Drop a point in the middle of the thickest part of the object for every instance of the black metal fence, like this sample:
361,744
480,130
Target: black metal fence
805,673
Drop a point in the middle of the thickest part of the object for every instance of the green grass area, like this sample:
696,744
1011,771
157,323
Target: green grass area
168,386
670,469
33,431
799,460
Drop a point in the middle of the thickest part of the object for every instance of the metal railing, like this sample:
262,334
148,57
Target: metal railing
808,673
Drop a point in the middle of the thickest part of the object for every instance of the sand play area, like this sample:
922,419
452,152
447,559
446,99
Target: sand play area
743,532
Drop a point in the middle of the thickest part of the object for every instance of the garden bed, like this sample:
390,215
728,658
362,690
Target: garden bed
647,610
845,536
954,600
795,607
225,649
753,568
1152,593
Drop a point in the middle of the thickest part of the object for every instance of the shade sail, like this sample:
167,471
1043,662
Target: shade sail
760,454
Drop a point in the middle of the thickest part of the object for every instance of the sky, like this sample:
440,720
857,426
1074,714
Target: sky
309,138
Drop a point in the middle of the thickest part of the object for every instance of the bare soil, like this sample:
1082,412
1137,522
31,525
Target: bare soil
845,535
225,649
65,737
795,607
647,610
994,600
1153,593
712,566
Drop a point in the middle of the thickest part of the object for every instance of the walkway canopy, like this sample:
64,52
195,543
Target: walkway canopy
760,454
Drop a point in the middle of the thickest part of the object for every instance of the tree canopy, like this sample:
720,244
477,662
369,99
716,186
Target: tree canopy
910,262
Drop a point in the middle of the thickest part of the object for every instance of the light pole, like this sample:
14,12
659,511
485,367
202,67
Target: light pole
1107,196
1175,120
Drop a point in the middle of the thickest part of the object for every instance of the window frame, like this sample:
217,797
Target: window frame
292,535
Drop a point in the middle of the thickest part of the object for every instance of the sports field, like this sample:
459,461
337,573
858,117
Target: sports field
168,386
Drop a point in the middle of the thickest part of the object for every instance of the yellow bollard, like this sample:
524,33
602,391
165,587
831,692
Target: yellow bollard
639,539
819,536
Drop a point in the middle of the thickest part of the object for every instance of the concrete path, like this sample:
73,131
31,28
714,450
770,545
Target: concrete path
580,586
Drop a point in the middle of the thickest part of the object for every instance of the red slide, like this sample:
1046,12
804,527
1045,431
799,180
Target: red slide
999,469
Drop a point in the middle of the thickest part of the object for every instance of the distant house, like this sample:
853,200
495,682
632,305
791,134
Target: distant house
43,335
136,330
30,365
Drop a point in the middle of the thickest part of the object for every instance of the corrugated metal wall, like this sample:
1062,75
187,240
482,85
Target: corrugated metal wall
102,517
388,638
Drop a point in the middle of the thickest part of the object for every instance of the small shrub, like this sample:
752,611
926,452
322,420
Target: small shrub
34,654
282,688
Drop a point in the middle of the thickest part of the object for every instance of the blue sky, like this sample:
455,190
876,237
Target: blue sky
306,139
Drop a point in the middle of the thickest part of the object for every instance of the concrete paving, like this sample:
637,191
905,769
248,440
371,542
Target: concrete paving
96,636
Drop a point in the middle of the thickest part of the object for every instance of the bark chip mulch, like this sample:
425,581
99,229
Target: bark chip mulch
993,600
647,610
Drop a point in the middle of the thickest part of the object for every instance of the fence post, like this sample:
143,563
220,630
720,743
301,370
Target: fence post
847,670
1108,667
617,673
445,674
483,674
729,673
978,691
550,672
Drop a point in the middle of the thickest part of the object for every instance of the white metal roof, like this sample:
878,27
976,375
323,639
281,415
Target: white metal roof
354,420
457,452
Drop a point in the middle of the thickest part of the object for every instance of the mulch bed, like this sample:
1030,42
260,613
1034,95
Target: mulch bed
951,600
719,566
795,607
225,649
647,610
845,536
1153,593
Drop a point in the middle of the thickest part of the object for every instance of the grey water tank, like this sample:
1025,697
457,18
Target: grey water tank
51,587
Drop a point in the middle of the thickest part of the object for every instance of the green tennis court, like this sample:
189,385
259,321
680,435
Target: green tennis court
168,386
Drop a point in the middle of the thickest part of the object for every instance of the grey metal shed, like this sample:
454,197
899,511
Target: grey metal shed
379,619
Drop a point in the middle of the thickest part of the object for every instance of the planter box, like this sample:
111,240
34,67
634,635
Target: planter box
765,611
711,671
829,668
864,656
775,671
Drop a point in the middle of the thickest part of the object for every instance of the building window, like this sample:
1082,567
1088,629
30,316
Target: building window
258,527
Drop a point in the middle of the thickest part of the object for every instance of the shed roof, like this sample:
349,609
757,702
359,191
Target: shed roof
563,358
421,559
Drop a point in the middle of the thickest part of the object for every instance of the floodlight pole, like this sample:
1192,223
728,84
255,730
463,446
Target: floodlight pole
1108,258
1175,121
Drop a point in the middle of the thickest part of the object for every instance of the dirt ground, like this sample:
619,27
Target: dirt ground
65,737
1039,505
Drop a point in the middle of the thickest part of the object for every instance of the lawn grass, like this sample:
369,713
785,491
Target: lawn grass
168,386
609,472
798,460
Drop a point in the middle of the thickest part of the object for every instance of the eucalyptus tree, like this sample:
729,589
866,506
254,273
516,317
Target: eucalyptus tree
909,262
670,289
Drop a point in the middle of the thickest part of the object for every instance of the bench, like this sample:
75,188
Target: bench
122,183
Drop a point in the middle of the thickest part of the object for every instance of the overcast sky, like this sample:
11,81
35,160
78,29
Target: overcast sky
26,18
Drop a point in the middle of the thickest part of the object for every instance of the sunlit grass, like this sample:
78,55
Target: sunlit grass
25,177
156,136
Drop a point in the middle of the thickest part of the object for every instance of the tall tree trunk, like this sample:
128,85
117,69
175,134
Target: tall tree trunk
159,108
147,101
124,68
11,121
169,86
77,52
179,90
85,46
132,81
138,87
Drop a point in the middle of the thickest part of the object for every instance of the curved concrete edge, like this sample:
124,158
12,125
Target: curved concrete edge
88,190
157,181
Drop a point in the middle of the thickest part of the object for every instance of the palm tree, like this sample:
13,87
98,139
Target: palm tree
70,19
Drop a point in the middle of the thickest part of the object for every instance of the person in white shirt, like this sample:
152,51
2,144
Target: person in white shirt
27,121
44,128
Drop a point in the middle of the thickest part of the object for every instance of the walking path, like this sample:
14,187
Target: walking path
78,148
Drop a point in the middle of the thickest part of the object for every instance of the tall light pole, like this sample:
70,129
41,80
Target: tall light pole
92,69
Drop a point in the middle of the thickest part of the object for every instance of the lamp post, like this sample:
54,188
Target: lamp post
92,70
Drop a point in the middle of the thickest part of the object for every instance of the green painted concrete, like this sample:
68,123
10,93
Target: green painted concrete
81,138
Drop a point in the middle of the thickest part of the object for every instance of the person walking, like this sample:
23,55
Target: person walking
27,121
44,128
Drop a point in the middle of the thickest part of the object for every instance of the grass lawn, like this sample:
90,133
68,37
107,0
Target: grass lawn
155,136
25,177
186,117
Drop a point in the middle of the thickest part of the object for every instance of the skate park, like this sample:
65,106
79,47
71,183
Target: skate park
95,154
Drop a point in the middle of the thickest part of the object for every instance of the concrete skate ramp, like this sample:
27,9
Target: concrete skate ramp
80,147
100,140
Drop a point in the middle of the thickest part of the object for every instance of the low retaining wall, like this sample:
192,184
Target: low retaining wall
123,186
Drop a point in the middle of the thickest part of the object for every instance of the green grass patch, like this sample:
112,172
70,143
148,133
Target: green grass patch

****

Whenever a line of the records holds the string "patch", pick it out and copy it.

Drop a point in the middle of the thickest part of the object for every instance of the green grass patch, like this sample:
Target: green grass patch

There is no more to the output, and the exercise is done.